* _TASK TO COMPLETE_
Copy out every line in the rows below that contains the word "query". Case counts.

* _DATASET EXCERPTS_
=====

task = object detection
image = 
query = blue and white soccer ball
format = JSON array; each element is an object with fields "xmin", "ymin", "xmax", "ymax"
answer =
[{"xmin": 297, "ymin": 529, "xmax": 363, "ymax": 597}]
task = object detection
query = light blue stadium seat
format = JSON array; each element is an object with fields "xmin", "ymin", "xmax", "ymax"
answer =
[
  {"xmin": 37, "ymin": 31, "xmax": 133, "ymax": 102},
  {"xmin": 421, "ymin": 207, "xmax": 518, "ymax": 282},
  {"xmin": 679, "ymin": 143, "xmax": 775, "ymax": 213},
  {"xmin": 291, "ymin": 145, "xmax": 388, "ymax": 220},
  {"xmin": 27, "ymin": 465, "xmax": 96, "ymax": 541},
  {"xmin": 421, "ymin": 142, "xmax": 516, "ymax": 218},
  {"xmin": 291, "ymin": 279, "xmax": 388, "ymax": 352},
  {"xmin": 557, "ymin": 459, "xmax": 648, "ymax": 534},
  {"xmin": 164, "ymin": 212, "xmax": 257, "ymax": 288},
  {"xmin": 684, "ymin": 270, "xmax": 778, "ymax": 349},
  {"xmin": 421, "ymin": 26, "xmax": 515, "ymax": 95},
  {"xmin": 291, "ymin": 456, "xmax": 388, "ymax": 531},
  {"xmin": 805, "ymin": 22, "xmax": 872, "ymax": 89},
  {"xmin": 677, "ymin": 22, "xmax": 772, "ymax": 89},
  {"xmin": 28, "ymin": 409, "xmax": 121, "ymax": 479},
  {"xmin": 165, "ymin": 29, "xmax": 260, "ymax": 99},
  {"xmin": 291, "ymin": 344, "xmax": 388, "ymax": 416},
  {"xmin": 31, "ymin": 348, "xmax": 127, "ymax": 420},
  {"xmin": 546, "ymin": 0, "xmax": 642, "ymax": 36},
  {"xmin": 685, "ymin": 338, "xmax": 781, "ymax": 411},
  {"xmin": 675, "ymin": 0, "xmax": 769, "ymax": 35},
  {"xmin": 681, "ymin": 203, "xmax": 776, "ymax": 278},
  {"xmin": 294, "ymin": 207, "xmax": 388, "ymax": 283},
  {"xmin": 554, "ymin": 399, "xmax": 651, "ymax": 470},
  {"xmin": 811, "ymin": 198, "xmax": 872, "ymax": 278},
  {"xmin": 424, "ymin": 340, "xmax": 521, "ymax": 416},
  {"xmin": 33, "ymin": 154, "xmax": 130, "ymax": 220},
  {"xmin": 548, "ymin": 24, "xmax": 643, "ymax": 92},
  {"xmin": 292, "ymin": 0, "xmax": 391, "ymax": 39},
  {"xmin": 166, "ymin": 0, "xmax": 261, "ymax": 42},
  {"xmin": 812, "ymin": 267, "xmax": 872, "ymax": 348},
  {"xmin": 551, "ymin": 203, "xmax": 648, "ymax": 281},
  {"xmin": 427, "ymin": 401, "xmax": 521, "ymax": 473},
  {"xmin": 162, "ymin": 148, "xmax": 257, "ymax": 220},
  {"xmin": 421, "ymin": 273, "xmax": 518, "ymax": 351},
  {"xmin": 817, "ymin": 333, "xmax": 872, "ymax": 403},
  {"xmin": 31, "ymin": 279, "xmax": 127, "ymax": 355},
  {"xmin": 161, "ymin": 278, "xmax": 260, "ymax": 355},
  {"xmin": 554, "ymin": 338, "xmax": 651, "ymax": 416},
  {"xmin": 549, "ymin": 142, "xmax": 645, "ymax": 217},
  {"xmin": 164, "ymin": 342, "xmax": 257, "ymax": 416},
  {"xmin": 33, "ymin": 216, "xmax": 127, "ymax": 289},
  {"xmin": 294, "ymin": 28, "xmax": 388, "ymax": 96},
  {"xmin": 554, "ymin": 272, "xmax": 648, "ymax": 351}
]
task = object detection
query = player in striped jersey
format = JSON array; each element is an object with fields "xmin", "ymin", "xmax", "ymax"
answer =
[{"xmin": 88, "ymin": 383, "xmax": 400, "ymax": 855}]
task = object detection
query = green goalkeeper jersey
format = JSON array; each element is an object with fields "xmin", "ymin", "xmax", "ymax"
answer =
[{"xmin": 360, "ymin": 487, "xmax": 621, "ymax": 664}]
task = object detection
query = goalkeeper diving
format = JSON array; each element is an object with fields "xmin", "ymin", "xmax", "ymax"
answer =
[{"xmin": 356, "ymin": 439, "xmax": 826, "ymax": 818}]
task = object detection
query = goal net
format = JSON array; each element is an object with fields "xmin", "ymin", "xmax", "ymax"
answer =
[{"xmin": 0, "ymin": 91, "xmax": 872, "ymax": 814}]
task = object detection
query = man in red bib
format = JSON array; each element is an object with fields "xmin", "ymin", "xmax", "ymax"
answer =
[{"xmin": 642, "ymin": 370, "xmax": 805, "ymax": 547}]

=====

* _RESPONSE BELOW_
query = blue and white soccer ball
query = light blue stadium seat
query = player in striped jersey
query = green goalkeeper jersey
query = goalkeeper diving
query = goal net
query = man in red bib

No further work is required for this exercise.